-- start of PROVIDED RECORDS --
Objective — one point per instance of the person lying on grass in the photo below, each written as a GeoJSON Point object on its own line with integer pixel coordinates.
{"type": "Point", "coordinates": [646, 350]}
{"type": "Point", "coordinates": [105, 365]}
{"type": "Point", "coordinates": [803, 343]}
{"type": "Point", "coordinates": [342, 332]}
-- end of PROVIDED RECORDS --
WRITTEN INSTRUCTION >> Recast the material above as a JSON list of strings with one string per line, and leave out any blank lines.

ANSWER FOR THE TASK >>
[
  "Objective — one point per instance of the person lying on grass in the photo below, each written as a GeoJSON Point object on its own line with integer pixel coordinates.",
  "{\"type\": \"Point\", \"coordinates\": [646, 350]}",
  "{\"type\": \"Point\", \"coordinates\": [105, 365]}",
  "{\"type\": \"Point\", \"coordinates\": [803, 343]}",
  "{\"type\": \"Point\", \"coordinates\": [342, 332]}"
]